> **PASSAGE TO READ**:

The laws of some states may require that some purchasers of securities take physical delivery of these securities in definitive form.
These laws may impair your ability to own, transfer or pledge beneficial interests in registered global securities.
So
long as the depositary, or its nominee, is the registered owner of a registered global security, that depositary or its nominee, as the
case may be, will be considered the sole owner or holder of the securities represented by the registered global security for all purposes
under the applicable indenture or warrant agreement. Except as described below, owners of beneficial interests in a registered global
security will not be entitled to have the securities represented by the registered global security registered in their names, will not
receive or be entitled to receive physical delivery of the securities in definitive form and will not be considered the owners or holders
of the securities under the applicable indenture or warrant agreement. Accordingly, each person owning a beneficial interest in a registered
global security must rely on the procedures of the depositary for that registered global security and, if that person is not a participant,
on the procedures of the participant through which the person owns its interest, to exercise any rights of a holder under the applicable
indenture or warrant agreement. We understand that under existing industry practices, if we request any action of holders or if an owner
of a beneficial interest in a registered global security desires to give or take any action that a holder is entitled to give or take
under the applicable indenture or warrant agreement, the depositary for the registered global security would authorize the participants
holding the relevant beneficial interests to give or take that action, and the participants would authorize beneficial owners owning
through them to give or take that action or would otherwise act upon the instructions of beneficial owners holding through them.

> **REQUEST A**: In the rows, take the part that opens with the line containing "Tag every instance of the white" and closes with the line containing "x=392 y=452", and write it out again with "high chair tray" swapped for "tray".
The rows have no connection to the passage.

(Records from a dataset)
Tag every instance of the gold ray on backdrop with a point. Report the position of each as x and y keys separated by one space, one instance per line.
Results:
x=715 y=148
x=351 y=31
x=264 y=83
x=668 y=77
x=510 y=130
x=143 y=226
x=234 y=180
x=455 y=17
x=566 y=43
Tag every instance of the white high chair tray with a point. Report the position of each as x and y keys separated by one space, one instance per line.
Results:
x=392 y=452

---

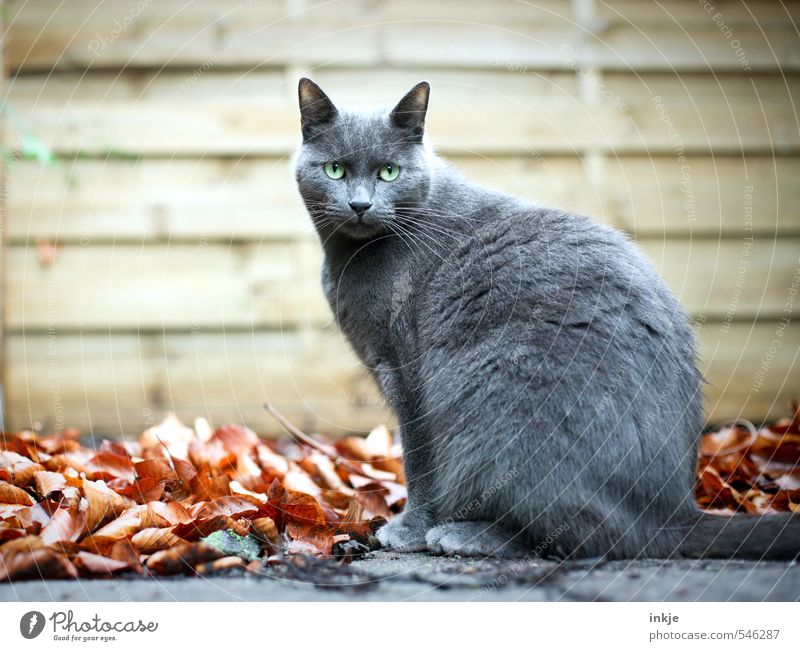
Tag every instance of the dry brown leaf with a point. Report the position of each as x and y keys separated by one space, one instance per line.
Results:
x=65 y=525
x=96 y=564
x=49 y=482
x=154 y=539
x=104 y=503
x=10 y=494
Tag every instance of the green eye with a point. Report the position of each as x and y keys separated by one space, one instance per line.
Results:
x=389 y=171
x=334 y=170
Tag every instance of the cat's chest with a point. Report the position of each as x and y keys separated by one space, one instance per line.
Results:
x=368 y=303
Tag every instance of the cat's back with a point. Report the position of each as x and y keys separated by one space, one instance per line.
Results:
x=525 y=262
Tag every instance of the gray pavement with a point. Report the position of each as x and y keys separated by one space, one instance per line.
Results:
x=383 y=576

> **REQUEST B**: Rewrite the paragraph of the passage on registered global securities that begins "So long as the depositary" in a briefer form, keeping its main facts.

> **TASK RESULT A**:
Tag every instance of the white tray with a point. Report the position of each as x and y keys separated by one space, one instance per line.
Results:
x=392 y=452

> **TASK RESULT B**: While the depositary or its nominee is the registered owner of a registered global security, it is treated as the sole owner or holder of the securities it represents under the applicable indenture or warrant agreement. Except as otherwise described, owners of beneficial interests cannot have the securities registered in their names, cannot receive physical delivery in definitive form, and are not considered owners or holders. To exercise a holder's rights, they must rely on the depositary's procedures. If they are not participants, they must also rely on the procedures of the participant through which they hold. Under existing industry practices, when action is requested of holders or a beneficial owner wants to act, the depositary would authorize the relevant participants. Those participants would then authorize the beneficial owners holding through them or act on their instructions.